- **原文**:
尺取法：反覆推進區間的開頭和結尾，來求取滿足條件的最小區間的方法  。    《挑戰程式設計》P146

POJ3061

Subsequence

Time Limit: 1000MS	Memory Limit: 65536K
Total Submissions: 15988	Accepted: 6774

Description

A sequence of N positive integers (10 < N < 100 000), each of them less than or equal 10000, and a positive integer S (S < 100 000 000) are given. Write a program to find the minimal length of the subsequence of consecutive elements of the sequence, the sum of which is greater than or equal to S.

Input

The first line is the number of test cases. For each test case the program has to read the numbers N and S, separated by an interval, from the first line. The numbers of the sequence are given in the second line of the test case, separated by intervals. The input will finish with the end of file.

Output

For each the case the program has to print the result on separate line of the output file.if no answer, print 0.

Sample Input

2
10 15
5 1 3 5 10 7 4 9 2 8
5 11
1 2 3 4 5

Sample Output

2
3

題意：求總和不小於S的連續子序列的長度的最小值。

- **提供資料**:
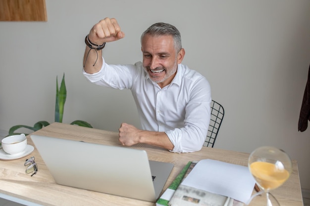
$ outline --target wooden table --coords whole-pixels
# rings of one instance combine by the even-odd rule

- **任務目標**:
[a] 根據原文回答下列問題：
(i) 尺取法的說明引自哪本書的哪一頁？
(ii) 這道題的時間限制是多少？
(iii) 若沒有答案，程式應輸出什麼？
[b] 列出原文中 POJ3061 題目的所有段落標題。
[c] 請將原文中從「The first line is」到「end of file.」的部分逐字抄寫下來。

- **練習答案**:
[a]
(i) 《挑戰程式設計》P146
(ii) 1000MS
(iii) 0

[b] Description、Input、Output、Sample Input、Sample Output

[c]
The first line is the number of test cases. For each test case the program has to read the numbers N and S, separated by an interval, from the first line. The numbers of the sequence are given in the second line of the test case, separated by intervals. The input will finish with the end of file.